(Photo object pointing records)
(begin)
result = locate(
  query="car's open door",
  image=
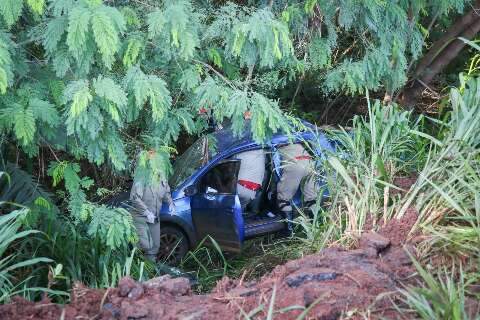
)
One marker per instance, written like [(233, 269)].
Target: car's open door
[(216, 209)]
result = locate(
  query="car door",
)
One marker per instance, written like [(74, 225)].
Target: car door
[(215, 206)]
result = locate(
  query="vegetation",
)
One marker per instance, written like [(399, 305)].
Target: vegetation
[(88, 87)]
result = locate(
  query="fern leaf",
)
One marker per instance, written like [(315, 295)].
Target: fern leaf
[(78, 23), (55, 30), (79, 93), (23, 188), (44, 111), (24, 126), (149, 88), (5, 66), (108, 89), (156, 22), (37, 6), (105, 31), (11, 11), (132, 52)]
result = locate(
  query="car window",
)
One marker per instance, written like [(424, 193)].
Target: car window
[(193, 159), (221, 179)]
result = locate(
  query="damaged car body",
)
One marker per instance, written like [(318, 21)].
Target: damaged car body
[(204, 191)]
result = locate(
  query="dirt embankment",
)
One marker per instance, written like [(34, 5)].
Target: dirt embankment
[(332, 284)]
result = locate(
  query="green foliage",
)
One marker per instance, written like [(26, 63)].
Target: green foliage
[(113, 226), (360, 174), (11, 233), (387, 34), (95, 84), (441, 297)]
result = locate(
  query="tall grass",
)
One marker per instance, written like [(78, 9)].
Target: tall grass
[(440, 296), (13, 262), (368, 157)]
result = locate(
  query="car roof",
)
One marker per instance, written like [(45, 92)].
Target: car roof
[(226, 139)]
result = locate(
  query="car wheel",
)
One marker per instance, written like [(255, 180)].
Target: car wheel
[(173, 245)]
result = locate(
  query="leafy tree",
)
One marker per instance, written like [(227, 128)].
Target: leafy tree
[(101, 82)]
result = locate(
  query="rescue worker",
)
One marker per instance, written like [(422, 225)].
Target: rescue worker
[(251, 173), (147, 200), (297, 170)]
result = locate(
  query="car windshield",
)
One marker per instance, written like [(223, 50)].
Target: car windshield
[(191, 160)]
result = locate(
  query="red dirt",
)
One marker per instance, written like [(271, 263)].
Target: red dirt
[(333, 283)]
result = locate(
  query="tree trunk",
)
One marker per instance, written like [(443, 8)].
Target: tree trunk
[(444, 51), (452, 33)]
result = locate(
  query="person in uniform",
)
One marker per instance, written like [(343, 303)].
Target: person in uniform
[(297, 167), (147, 200), (250, 175)]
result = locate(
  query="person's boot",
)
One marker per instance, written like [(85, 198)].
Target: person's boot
[(288, 231)]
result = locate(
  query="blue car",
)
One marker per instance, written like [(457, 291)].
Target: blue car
[(204, 186)]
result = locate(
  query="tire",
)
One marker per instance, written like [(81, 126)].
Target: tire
[(173, 245)]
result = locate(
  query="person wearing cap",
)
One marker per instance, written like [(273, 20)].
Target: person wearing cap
[(251, 173), (297, 167), (147, 200)]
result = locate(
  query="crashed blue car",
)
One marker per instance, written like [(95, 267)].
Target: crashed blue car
[(210, 164)]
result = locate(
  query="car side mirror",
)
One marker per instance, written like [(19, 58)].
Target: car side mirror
[(190, 190)]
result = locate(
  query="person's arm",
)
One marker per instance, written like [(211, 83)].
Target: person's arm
[(136, 196), (169, 200)]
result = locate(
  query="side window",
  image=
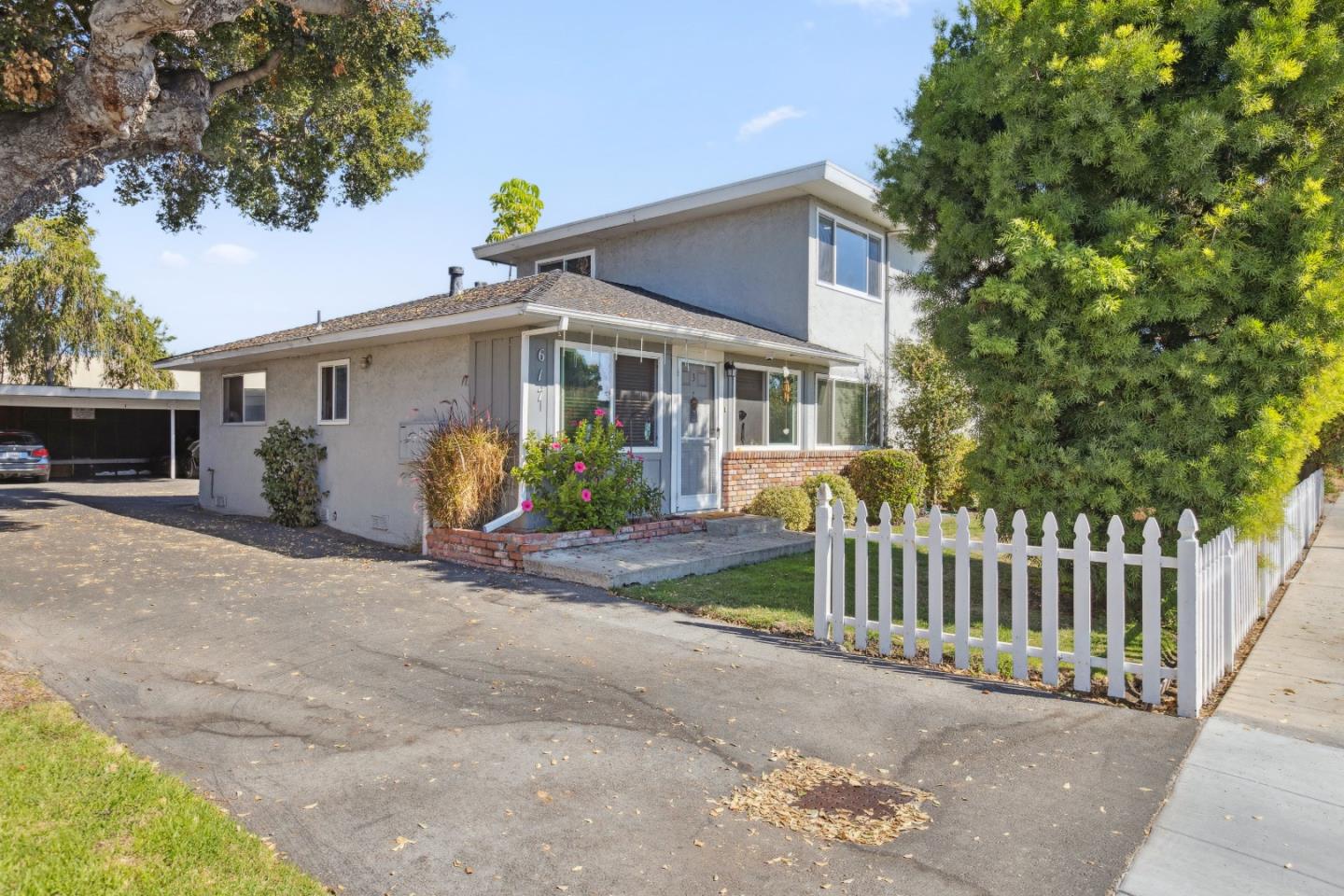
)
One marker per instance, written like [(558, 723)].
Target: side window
(end)
▶ **What this task involves**:
Write out the data precisely as given, excluding the pictures.

▶ **Complete response**:
result = locate(
  query="car's open door",
  image=
)
One marker per instance, written like [(233, 269)].
Target: car's open door
[(216, 209)]
result = locate(
  query="car door",
)
One marker per instance, written like [(74, 225)].
Target: car door
[(215, 206)]
result = locate(
  query="vegetation",
)
One marker per instance, written like [(399, 305)].
Target: vegetation
[(88, 87)]
result = locate(
  query="fern leaf",
)
One marker per instance, written like [(315, 295)].
Target: fern leaf
[(78, 23), (55, 30), (79, 93), (23, 188), (44, 111), (24, 126), (149, 88), (5, 66), (108, 89), (156, 22), (37, 6), (105, 31), (11, 11), (132, 52)]
result = locate(
  query="car window",
)
One marker per instance, written like [(424, 193)].
Target: car window
[(193, 159), (221, 179)]
result = locate(
  query="damaged car body",
)
One marker per instance, written like [(318, 21)].
Target: damaged car body
[(204, 191)]
result = locate(
  query="dirt embankment",
)
One marker per instance, written like [(34, 5)].
Target: dirt embankment
[(332, 284)]
result = locate(
  query="green foliage",
)
One marker per instance, written like [(26, 63)].
Target: green foliage
[(113, 226), (360, 174), (11, 233), (387, 34), (95, 84), (441, 297)]
result = locate(
  query="tall grass",
)
One marker per instance, written like [(78, 9)].
Target: tall grass
[(440, 296), (13, 262), (368, 157)]
result = locate(
  query="car roof",
)
One marker per instance, written like [(45, 92)].
Target: car roof
[(226, 139)]
result = locate(
  query="car wheel",
)
One marker per instance, written like [(255, 180)].
Target: car wheel
[(173, 245)]
result = locate(
  query="leafy tree",
)
One marker per instance, written like [(227, 128)].
Target: leafy tree
[(101, 82)]
result = locate(
  query="rescue worker",
)
One marker per instance, written like [(422, 225)].
Target: rescue worker
[(251, 173), (147, 200), (297, 170)]
result = locate(
  query="car windshield",
)
One marker per instance, written like [(223, 50)].
Target: car windshield
[(191, 160)]
result = locate(
  query="red dirt",
)
One marker per instance, written like [(271, 263)].
Target: red dirt
[(333, 283)]
result = locate(
  query="tree trunk",
)
One marker per instance, written like [(443, 8)].
Target: tree trunk
[(444, 51), (452, 33)]
result = locate(
  query="person in uniform",
)
One marker per instance, written like [(343, 303)].
Target: person in uniform
[(297, 167), (147, 200), (250, 175)]
result = locate(
  query="person's boot",
)
One marker per instance, written like [(85, 198)].
Target: person's boot
[(288, 231)]
result = locate(
  query="blue car",
)
One marker per instance, written like [(457, 291)].
Target: blue car
[(204, 186)]
result = locate(
  query="tire",
)
One marker per instance, written like [(81, 126)].
Target: tire
[(173, 245)]
result = locate(
  query="person wearing cap",
)
One marker per instance, written like [(273, 20)].
Target: person wearing cap
[(251, 173), (297, 167), (147, 200)]
result = locate(
  query="crashed blue car",
)
One marker per instance, written like [(95, 267)].
Target: crashed blue car
[(210, 164)]
result = locate(
  query="car side mirror",
)
One marker per instance, written like [(19, 58)].
Target: car side mirror
[(190, 190)]
result = locate(
  query="person's arm",
)
One marker per instance, written like [(211, 83)].
Target: person's arm
[(136, 196), (169, 200)]
result = locate(
  query="side window",
  image=
)
One marker per instance, written like [(558, 723)].
Target: side window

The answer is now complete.